AIM OF THE EXERCISE:
Exactly and only the lines from the one containing "Target: white house" through the close of the entries below are to be set down.

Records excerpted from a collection
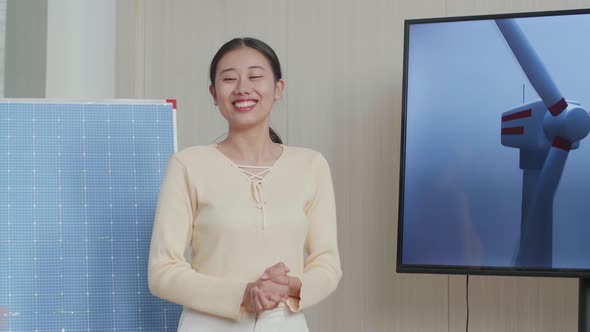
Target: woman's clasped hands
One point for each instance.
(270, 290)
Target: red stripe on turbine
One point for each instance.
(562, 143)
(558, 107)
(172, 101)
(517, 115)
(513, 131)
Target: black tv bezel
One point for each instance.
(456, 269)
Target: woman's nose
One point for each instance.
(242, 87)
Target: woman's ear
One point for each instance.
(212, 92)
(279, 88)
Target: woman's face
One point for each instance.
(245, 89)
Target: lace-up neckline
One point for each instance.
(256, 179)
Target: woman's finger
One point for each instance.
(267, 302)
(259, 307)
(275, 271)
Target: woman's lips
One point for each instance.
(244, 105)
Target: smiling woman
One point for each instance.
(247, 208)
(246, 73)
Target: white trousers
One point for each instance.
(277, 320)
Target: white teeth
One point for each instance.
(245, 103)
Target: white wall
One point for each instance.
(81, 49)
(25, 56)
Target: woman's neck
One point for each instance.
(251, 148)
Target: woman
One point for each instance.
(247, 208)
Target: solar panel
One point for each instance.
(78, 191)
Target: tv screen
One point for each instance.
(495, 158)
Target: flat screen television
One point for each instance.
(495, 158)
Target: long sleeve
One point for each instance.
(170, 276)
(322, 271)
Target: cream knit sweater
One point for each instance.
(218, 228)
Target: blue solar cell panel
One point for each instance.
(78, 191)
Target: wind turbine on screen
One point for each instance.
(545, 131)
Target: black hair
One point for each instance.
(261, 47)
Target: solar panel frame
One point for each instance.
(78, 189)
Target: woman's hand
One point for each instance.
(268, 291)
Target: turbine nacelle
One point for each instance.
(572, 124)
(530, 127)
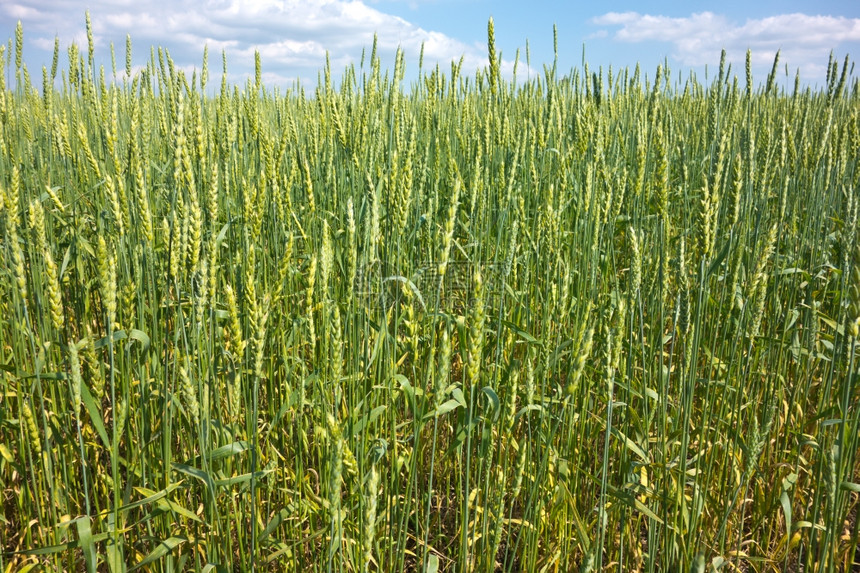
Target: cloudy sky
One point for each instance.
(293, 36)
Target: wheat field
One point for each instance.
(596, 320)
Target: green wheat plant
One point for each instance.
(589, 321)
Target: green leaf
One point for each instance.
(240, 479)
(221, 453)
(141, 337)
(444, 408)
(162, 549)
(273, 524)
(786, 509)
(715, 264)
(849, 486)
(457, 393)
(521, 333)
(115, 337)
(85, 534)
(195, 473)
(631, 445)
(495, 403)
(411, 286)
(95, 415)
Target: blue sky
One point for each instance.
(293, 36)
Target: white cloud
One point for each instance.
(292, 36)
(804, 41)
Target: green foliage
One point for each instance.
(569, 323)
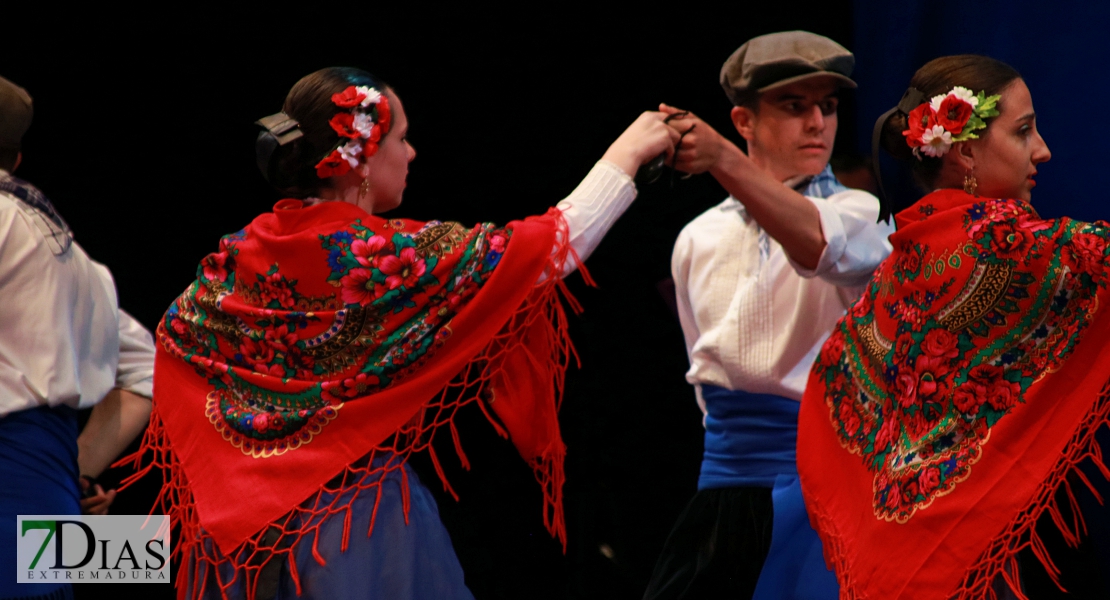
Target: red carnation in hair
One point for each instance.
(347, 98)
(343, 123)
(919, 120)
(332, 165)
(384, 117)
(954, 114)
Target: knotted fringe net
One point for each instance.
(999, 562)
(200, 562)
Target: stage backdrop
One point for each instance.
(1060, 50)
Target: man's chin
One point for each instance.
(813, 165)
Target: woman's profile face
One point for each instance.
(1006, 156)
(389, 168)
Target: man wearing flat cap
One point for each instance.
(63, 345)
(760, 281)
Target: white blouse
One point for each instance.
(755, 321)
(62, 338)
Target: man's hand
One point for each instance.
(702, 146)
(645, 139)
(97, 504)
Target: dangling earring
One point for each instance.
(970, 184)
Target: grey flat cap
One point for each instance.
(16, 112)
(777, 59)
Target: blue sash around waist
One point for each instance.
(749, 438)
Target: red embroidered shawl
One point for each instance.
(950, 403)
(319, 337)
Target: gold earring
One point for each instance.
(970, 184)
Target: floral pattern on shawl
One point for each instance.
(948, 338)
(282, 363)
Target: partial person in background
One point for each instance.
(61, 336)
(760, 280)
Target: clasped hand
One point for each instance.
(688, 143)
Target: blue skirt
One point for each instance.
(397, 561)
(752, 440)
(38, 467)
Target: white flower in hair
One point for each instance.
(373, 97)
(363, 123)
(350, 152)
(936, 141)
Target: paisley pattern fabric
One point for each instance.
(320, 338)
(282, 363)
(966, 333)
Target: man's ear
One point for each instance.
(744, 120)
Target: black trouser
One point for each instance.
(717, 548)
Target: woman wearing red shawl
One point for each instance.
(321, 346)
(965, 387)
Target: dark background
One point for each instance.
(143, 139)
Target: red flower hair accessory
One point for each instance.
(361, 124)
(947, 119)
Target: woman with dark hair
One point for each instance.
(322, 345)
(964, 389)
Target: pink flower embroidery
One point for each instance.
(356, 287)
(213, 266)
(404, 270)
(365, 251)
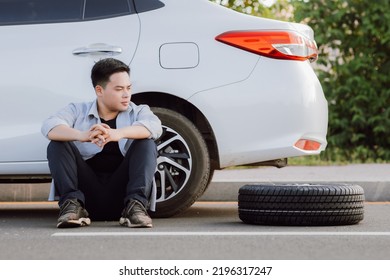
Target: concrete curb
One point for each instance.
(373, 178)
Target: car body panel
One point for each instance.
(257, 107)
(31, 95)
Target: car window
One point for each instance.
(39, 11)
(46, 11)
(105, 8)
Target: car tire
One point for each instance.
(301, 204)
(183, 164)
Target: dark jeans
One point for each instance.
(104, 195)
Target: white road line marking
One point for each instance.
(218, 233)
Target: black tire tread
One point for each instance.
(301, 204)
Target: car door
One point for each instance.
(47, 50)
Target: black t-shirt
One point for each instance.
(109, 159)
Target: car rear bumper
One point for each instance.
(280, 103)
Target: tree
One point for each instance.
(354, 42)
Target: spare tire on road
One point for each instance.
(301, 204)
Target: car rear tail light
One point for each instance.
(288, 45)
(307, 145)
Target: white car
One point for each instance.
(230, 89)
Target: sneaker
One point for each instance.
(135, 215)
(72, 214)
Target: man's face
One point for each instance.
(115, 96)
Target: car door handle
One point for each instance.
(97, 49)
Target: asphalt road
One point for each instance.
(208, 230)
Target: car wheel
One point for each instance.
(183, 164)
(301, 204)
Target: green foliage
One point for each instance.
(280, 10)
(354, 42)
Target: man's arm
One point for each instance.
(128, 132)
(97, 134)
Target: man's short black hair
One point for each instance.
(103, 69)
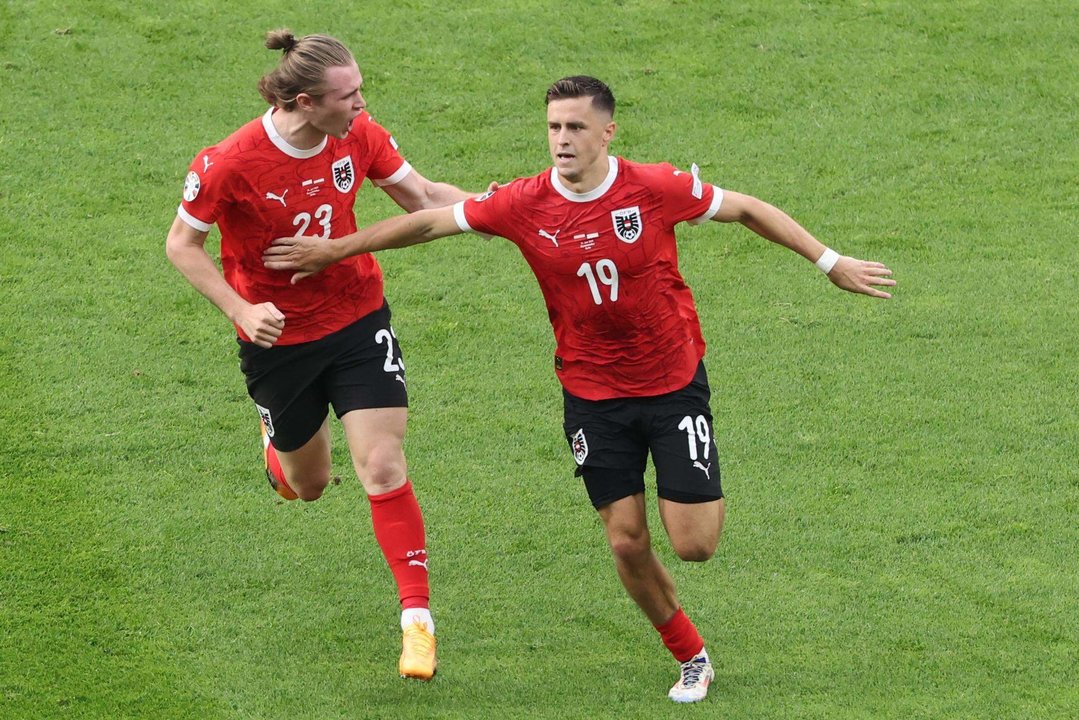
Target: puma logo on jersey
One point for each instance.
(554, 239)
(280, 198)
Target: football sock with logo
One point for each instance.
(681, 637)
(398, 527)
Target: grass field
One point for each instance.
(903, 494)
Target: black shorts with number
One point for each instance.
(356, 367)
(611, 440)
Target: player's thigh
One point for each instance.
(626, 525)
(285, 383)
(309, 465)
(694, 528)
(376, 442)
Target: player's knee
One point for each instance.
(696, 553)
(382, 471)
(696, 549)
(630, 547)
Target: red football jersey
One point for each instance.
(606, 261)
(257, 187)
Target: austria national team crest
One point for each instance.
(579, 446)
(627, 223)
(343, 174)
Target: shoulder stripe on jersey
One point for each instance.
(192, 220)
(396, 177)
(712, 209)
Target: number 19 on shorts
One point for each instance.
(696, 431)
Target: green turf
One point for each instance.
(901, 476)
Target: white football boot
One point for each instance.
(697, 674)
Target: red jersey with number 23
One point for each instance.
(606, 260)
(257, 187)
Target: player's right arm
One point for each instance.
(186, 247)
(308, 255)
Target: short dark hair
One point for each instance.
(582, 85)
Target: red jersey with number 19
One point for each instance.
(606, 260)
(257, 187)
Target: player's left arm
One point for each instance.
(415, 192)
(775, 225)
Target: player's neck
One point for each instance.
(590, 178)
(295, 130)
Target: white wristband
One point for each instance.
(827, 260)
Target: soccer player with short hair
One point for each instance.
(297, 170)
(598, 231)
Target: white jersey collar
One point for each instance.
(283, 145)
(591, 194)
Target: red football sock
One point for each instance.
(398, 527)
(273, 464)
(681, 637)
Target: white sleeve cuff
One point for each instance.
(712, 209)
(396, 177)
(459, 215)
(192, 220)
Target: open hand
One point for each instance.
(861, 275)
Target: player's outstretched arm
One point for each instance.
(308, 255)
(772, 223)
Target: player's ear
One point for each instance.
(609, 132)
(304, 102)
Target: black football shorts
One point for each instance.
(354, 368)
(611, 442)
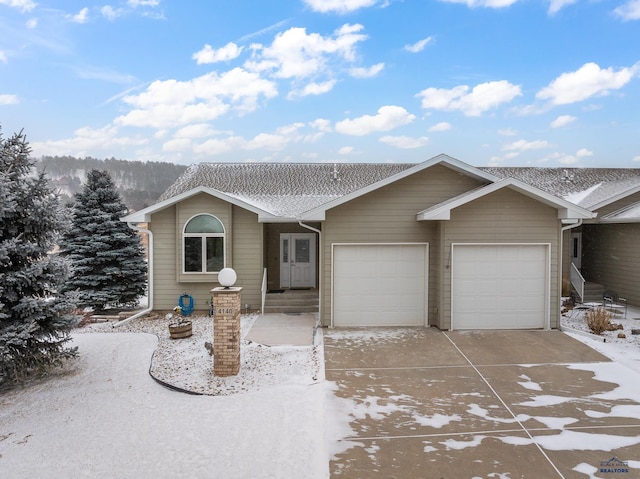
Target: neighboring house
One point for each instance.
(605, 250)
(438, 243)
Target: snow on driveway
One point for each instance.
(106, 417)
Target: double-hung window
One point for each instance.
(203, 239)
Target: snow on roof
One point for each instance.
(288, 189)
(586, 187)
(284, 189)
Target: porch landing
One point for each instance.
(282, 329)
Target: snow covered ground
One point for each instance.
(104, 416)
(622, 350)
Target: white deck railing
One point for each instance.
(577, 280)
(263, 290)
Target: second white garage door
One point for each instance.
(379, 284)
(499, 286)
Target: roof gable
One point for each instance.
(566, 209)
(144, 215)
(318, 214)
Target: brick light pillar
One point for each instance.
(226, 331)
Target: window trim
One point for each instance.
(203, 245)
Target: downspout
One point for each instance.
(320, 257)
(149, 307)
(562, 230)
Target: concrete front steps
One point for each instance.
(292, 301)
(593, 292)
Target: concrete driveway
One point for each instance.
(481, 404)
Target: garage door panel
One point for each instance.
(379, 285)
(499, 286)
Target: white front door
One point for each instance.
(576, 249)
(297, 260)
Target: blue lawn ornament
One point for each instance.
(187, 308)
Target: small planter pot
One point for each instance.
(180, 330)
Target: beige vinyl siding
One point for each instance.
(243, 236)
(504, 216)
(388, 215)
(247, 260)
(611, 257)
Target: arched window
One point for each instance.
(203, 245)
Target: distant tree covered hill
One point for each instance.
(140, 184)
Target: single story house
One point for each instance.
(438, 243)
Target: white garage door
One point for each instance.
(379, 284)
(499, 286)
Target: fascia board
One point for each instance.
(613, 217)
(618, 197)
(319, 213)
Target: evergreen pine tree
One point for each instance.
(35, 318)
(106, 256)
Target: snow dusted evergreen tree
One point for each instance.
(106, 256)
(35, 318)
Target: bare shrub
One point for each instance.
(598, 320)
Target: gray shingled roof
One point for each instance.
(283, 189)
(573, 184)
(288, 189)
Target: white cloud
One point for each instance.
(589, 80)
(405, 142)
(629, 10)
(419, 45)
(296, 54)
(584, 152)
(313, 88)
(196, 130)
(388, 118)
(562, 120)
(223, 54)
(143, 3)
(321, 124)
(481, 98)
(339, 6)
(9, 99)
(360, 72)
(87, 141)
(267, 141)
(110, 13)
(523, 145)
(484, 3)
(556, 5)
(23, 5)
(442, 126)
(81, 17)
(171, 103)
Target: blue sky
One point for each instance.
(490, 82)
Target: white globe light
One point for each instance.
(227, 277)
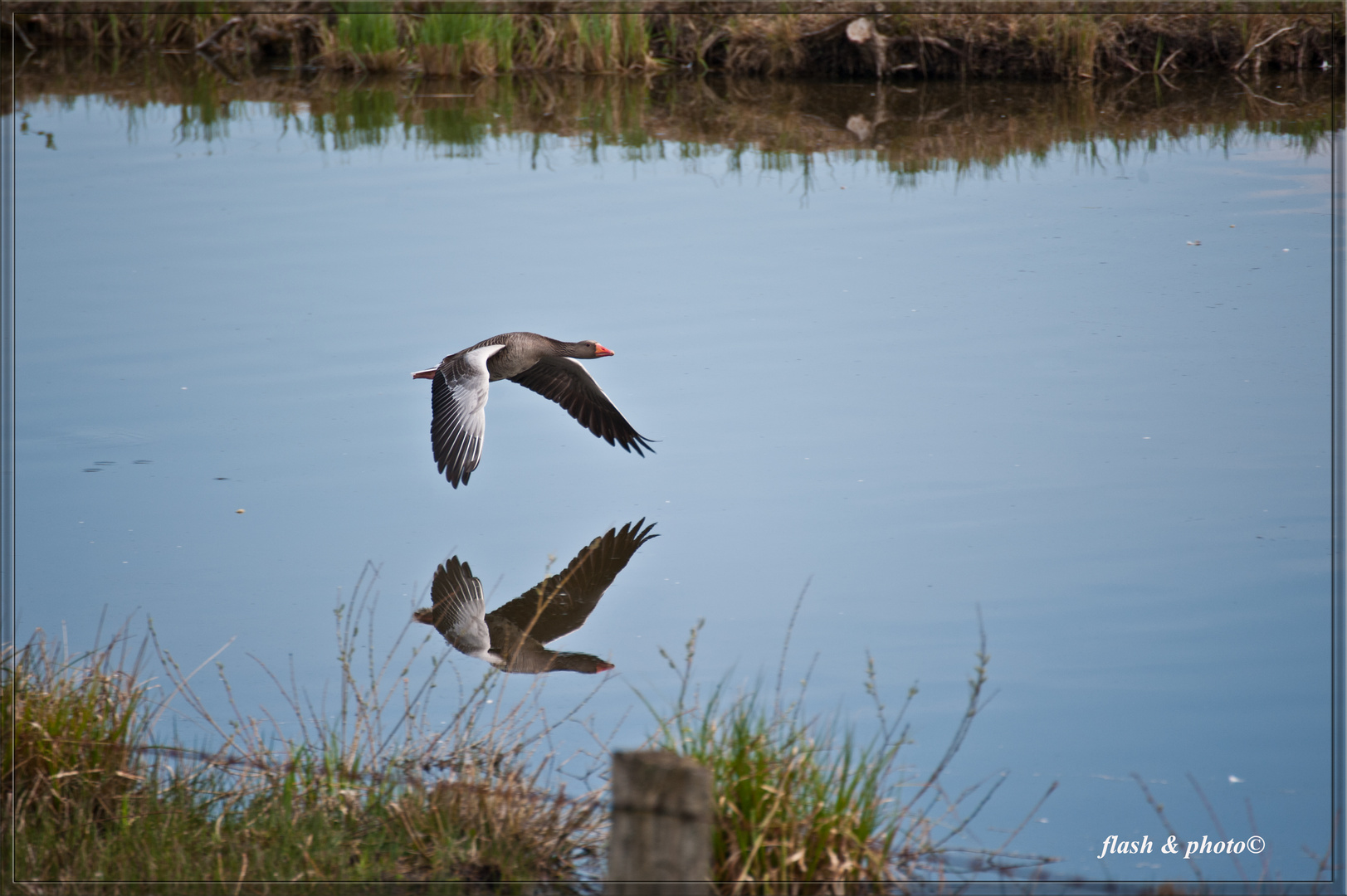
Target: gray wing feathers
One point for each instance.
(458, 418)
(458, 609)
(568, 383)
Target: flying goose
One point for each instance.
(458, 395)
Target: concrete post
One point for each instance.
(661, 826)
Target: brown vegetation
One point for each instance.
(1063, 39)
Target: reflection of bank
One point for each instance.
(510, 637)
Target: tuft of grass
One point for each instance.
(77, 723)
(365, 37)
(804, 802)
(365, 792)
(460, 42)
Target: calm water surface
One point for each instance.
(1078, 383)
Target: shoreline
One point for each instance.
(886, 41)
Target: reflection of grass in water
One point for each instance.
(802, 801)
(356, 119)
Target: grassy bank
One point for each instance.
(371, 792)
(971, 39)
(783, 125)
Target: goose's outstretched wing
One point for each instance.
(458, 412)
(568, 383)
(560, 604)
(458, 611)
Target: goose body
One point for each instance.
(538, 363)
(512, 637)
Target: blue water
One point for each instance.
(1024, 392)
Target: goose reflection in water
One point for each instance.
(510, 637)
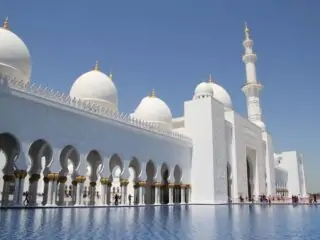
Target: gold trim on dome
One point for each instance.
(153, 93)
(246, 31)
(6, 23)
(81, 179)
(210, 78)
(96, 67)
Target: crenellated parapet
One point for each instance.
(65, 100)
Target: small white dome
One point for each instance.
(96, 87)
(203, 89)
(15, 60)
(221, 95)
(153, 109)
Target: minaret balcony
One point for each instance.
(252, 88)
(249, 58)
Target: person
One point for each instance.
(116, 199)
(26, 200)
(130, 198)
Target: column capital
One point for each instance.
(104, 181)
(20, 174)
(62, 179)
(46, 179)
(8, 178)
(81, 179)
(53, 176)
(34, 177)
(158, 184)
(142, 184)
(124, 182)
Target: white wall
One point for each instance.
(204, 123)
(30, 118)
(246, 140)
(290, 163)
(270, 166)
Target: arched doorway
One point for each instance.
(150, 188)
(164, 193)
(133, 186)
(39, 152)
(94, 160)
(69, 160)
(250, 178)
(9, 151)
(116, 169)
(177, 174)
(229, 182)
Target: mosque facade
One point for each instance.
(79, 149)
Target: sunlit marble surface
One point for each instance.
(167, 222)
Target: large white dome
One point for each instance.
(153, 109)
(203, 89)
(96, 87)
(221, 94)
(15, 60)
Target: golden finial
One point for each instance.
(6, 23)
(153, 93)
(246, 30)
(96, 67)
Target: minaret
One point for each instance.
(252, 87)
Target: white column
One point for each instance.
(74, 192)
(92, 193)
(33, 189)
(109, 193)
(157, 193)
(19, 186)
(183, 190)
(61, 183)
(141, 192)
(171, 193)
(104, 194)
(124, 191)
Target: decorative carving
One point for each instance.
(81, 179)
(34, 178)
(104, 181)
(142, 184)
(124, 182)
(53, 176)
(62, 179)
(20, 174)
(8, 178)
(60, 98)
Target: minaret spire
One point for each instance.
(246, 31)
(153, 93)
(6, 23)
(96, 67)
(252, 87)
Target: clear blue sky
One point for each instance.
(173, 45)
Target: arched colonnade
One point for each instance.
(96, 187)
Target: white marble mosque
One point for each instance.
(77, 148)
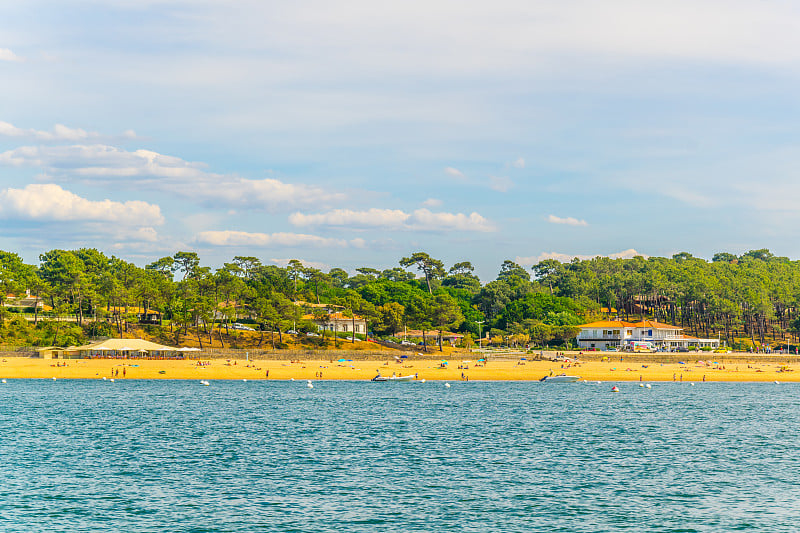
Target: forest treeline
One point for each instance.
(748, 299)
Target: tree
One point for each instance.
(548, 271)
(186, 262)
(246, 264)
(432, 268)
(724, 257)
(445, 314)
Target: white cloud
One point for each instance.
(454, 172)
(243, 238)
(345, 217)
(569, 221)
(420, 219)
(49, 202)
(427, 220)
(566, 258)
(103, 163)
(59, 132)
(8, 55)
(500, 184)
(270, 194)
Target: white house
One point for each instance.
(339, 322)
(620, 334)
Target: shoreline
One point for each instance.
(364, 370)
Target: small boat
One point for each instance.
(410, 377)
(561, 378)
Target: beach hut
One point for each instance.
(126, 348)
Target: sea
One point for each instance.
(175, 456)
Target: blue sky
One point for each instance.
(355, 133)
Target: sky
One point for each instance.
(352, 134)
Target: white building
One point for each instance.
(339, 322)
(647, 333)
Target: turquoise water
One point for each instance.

FULL RESPONSE:
Target: white house
One point for each instance.
(339, 322)
(620, 334)
Target: shoreline
One point for each instance.
(364, 370)
Target: small boat
One point for each instance.
(410, 377)
(561, 378)
Target: beach hut
One point for each instance.
(126, 348)
Target: sea
One point for each instance.
(175, 456)
Target: blue sky
One point for each instance.
(355, 133)
Target: sky
One point for each instance.
(352, 134)
Target: white building
One point for each instance.
(339, 322)
(647, 333)
Target: turquoise water
One point for each instance.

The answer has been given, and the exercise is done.